**** Dataset records ****
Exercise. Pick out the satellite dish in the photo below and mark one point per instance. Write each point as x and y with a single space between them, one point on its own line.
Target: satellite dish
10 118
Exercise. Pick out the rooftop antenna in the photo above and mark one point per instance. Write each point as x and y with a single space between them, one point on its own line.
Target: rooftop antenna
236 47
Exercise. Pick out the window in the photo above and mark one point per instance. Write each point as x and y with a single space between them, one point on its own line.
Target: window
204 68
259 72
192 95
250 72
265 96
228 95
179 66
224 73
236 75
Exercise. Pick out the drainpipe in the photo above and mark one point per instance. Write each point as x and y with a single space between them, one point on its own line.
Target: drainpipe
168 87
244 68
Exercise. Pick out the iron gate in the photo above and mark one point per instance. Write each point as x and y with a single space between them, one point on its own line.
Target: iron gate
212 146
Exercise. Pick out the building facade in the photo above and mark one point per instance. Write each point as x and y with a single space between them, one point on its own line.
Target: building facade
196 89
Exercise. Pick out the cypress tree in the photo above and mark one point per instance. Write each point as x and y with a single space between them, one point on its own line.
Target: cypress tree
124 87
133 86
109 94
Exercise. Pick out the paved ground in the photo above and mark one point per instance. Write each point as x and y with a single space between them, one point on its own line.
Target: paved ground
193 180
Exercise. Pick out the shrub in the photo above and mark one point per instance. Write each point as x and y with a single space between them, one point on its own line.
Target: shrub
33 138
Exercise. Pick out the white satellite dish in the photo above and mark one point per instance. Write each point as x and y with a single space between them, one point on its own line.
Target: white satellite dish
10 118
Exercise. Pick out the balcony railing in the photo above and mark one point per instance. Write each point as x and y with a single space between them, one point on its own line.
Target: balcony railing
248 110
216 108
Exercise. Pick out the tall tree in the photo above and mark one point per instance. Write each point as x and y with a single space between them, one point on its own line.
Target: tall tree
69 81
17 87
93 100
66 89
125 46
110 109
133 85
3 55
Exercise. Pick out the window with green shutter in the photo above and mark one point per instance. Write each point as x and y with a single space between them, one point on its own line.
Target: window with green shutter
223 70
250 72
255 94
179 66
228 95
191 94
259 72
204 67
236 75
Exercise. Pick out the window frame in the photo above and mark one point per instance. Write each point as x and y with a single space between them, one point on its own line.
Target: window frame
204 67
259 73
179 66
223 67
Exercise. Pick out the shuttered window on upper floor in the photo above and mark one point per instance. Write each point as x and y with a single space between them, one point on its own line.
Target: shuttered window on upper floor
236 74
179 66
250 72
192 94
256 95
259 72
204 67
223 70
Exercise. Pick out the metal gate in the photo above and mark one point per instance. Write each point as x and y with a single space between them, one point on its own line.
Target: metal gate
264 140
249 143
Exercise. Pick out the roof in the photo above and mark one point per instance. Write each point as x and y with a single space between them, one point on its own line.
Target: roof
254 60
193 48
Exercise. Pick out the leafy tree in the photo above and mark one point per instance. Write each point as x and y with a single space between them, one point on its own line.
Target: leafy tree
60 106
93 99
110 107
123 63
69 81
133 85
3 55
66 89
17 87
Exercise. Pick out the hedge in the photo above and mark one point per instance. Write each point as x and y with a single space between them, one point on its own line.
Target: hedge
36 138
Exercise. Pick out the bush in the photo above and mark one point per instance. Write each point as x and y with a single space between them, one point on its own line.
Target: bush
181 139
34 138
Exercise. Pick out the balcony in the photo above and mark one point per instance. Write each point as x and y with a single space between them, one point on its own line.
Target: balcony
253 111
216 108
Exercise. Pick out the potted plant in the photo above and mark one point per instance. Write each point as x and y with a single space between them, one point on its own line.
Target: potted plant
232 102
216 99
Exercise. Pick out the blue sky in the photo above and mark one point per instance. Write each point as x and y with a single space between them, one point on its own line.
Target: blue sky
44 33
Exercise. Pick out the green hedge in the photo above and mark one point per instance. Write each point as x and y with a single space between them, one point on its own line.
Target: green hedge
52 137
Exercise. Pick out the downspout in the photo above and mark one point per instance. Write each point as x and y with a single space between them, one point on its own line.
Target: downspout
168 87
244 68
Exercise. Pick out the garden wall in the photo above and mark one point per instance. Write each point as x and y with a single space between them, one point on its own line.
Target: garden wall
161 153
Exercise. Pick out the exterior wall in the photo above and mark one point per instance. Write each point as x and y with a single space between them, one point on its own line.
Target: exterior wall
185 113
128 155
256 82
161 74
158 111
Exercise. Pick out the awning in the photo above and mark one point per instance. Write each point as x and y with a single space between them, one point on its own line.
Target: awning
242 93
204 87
****
**Stated task**:
Give the records above as a two-column CSV with the headers "text" and "answer", one row per record. Put each record's text and its answer in a single quoted field, and turn any line breaks into spaces.

**Output of the exercise**:
text,answer
"Exercise. Pick out the satellite dish in the photo below and mark one point per instance. Write each point as x and y with a single space between them, one point on its own line. Target: satellite dish","10 118"
"Exercise. Pick out the rooftop antenna in the photo above and mark one point per instance. Write each point as x and y with a single space between them, one point on its own line. Target: rooftop antenna","236 47"
"Exercise. Pick out the window in the photo above and mark one point per instance. Write each point as x and y with a single space between them, one point on its own line. Target: window","204 68 259 72 192 95 250 72 265 96 228 95 179 66 224 73 236 75"
"Exercise. Pick out the drainpipe in the photo above and mark one point per instance. Write each point as x and y with a single space between them, one point on its own line. Target: drainpipe","168 87 244 68"
"Exercise. Pick out the iron gate in the photo above and mark one point per instance. Write each point as x and y with a single space between them, one point on its own line. Target: iron gate","212 146"
"Exercise. Pick out the building facade in the photo above and mark one point per instance. Write each point as x and y with a single space between them, one point on its own line. Target: building facade","196 89"
"Exercise. Pick out the cypress tree in the photo above and mark one point per instance. Write each point as x and y with a single space between them, one point on its own line. Target: cypress tree","124 87 133 86 109 94"
"Exercise. Pick out the paved ground in the photo above and mark one point per instance. Write each point as x and y with a single space between them, one point on its own line. Target: paved ground","193 180"
"Exercise. Pick out the shrub in the photo above and mark one point per instance. Write each point as x and y with a single space between them, one point on its own line. Target: shrub","33 138"
"Exercise. Pick out the white satellite dish in the photo above and mark one point per instance. Write each point as x and y with a single space between them, one point on its own line. Target: white satellite dish","10 118"
"Exercise. Pick out the balcony railing in the photo above and mark one point per instance. Write each point as x and y with a single space between them, one point on its own line. Target: balcony railing","248 110 216 108"
"Exercise. Pick out the tall tree in the photo above and mark one point per instance. Write each point as x and y with a single space between them, one point on its own line. Target: tall tree","69 81 17 87 93 100 66 89 125 46 110 109 133 85 3 55"
"Exercise. Pick out the window with green shutter in the photo above and mark one point per instance. Write each point as x and y with a single space between them, one point on its own line. Target: window with green shutter","223 70 250 72 255 94 179 66 228 95 191 94 259 72 204 67 236 75"
"Exercise. Pick out the window frame in the photo above and mark one point per instance. Write each point as x and y with a single space between them, one point on its own line. Target: window frame","204 67 259 73 179 66 223 67"
"Exercise. Pick out the shuttered window on upper floor in the photo above and mark one point per instance. Write each point as x and y with a single space between them, one point on its own line. Target: shuttered window on upper floor","236 74 179 66 250 72 192 94 256 95 259 72 204 67 223 70"
"Exercise. Pick out the metal gate in the photo above and mark one point per instance. Write each point as x and y with a single space between them, one point on its own line. Target: metal gate","264 140 249 143"
"Exercise. Pick out the roof in the photo above and mark one point per instance. Write each point as x and y with a single space between them, one point on its own line. Target: roof","254 60 193 48"
"Exercise. Pick out the leafy tree in the photo above and mark one point per instance. Write each point as x and y with a single space between them, one point on its own line. Target: leafy tree","60 106 93 99 110 107 123 63 69 81 133 85 3 55 66 89 17 87"
"Exercise. Pick out the hedge in the photo above and mark one point per instance. Write each point as x and y with a single space between them, one point on its own line. Target: hedge","36 138"
"Exercise. Pick out the bush in the photo above and mark one point per instance. Write each point as x and y with a single space between them, one point on its own line. Target: bush","181 139 34 138"
"Exercise. Pick out the balcony in the photo above and mark one point per instance. Write each point as x and y with a single space between them, one point on its own line. Target: balcony","253 111 216 108"
"Exercise. Pick out the potted plant in the photo above and mark one point per instance. Write each point as x and y with a single space between them, one point on its own line. Target: potted plant","232 102 216 99"
"Exercise. Pick out the blue sky in the photo above and mark one point per instance. Write each point as x and y with a single space between them, one point on its own line. Target: blue sky","44 33"
"Exercise. Pick out the green hedge in the photo above and mark one point per instance. Write each point as x and y with a single space between them, one point on its own line. Target: green hedge","52 137"
"Exercise. Pick out the downspout in the photo above and mark one point per instance. Write each point as x and y with a single space between them, one point on its own line. Target: downspout","168 87 244 68"
"Exercise. Pick out the garden wall in the photo above and mark one point per instance. Write each point as x and y with a single space between them, one point on its own line. Target: garden wall","161 153"
"Exercise. Pick out the exterior wall in the photo above and mark one point per instance. Write each point as x and y with a single space between them, one point on its own line. Target: exterior wall","185 113 128 155 256 82 161 74 158 111"
"Exercise. Pick out the awning in the photo above and mark one point per instance. Write each point as x and y with a single space between them, one point on its own line. Target: awning","242 93 204 87"